> WHAT THE EXERCISE ASKS:
All entries below are to be set down again, identical to the source.

[Extracted data entries]
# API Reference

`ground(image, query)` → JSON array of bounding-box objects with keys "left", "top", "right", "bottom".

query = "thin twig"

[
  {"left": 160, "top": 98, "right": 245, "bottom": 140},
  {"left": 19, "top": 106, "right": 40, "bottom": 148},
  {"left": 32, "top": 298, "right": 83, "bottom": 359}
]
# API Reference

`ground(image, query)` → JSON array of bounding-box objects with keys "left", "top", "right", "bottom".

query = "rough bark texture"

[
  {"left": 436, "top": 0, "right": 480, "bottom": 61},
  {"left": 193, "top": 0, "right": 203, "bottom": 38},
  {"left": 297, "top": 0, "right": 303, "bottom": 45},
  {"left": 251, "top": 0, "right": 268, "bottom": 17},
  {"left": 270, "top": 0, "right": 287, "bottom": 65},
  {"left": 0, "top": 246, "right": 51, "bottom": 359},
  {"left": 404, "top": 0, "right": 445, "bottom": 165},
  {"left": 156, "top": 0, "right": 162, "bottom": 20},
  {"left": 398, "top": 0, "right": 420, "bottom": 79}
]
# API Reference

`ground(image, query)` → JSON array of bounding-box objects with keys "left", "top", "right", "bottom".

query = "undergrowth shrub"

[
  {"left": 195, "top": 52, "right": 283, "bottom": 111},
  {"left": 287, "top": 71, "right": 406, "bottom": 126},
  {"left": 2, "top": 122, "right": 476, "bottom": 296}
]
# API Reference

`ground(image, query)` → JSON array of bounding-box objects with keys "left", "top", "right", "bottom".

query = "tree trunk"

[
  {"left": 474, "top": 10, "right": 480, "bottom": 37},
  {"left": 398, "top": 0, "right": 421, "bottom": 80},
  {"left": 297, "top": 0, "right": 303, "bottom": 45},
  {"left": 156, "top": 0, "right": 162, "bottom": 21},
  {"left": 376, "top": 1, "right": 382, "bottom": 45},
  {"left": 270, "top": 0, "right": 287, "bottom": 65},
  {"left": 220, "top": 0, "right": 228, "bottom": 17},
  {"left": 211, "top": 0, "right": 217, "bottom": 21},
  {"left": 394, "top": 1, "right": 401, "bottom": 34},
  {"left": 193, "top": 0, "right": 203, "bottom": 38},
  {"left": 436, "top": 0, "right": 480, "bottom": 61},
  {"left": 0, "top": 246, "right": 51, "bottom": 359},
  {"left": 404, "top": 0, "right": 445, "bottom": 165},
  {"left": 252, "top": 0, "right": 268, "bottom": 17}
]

> PROBLEM SOLUTION:
# API Reference

`ground(image, query)` → JSON array of bounding-box objects with keys "left", "top", "right", "bottom".

query = "thin twig"

[
  {"left": 160, "top": 98, "right": 245, "bottom": 140},
  {"left": 19, "top": 106, "right": 40, "bottom": 148},
  {"left": 32, "top": 298, "right": 83, "bottom": 359}
]
# API Reference

`ground(image, query)` → JSON array of bounding-box objects with keys "left", "top", "right", "bottom".

query = "rough bark texture"

[
  {"left": 436, "top": 0, "right": 480, "bottom": 61},
  {"left": 193, "top": 0, "right": 203, "bottom": 38},
  {"left": 297, "top": 0, "right": 303, "bottom": 45},
  {"left": 251, "top": 0, "right": 268, "bottom": 17},
  {"left": 270, "top": 0, "right": 287, "bottom": 65},
  {"left": 0, "top": 246, "right": 51, "bottom": 359},
  {"left": 404, "top": 0, "right": 445, "bottom": 165},
  {"left": 156, "top": 0, "right": 162, "bottom": 20},
  {"left": 398, "top": 0, "right": 420, "bottom": 79}
]
# API Reference

`ground(image, query)` → JSON array of bounding-box objects with keys "left", "top", "right", "bottom".

query = "undergrowth shrub"

[
  {"left": 195, "top": 52, "right": 283, "bottom": 111},
  {"left": 287, "top": 71, "right": 406, "bottom": 126},
  {"left": 2, "top": 122, "right": 476, "bottom": 296}
]
# API Reference

`ground(image, query)` → JSON array of bounding-box objects with keys "left", "top", "right", "bottom".

query = "tree trunk"

[
  {"left": 474, "top": 10, "right": 480, "bottom": 37},
  {"left": 398, "top": 0, "right": 421, "bottom": 80},
  {"left": 297, "top": 0, "right": 303, "bottom": 45},
  {"left": 156, "top": 0, "right": 162, "bottom": 21},
  {"left": 376, "top": 1, "right": 382, "bottom": 45},
  {"left": 270, "top": 0, "right": 287, "bottom": 65},
  {"left": 220, "top": 0, "right": 228, "bottom": 17},
  {"left": 211, "top": 0, "right": 217, "bottom": 21},
  {"left": 394, "top": 1, "right": 401, "bottom": 34},
  {"left": 193, "top": 0, "right": 203, "bottom": 38},
  {"left": 436, "top": 0, "right": 480, "bottom": 61},
  {"left": 0, "top": 246, "right": 51, "bottom": 359},
  {"left": 404, "top": 0, "right": 445, "bottom": 165},
  {"left": 252, "top": 0, "right": 268, "bottom": 17}
]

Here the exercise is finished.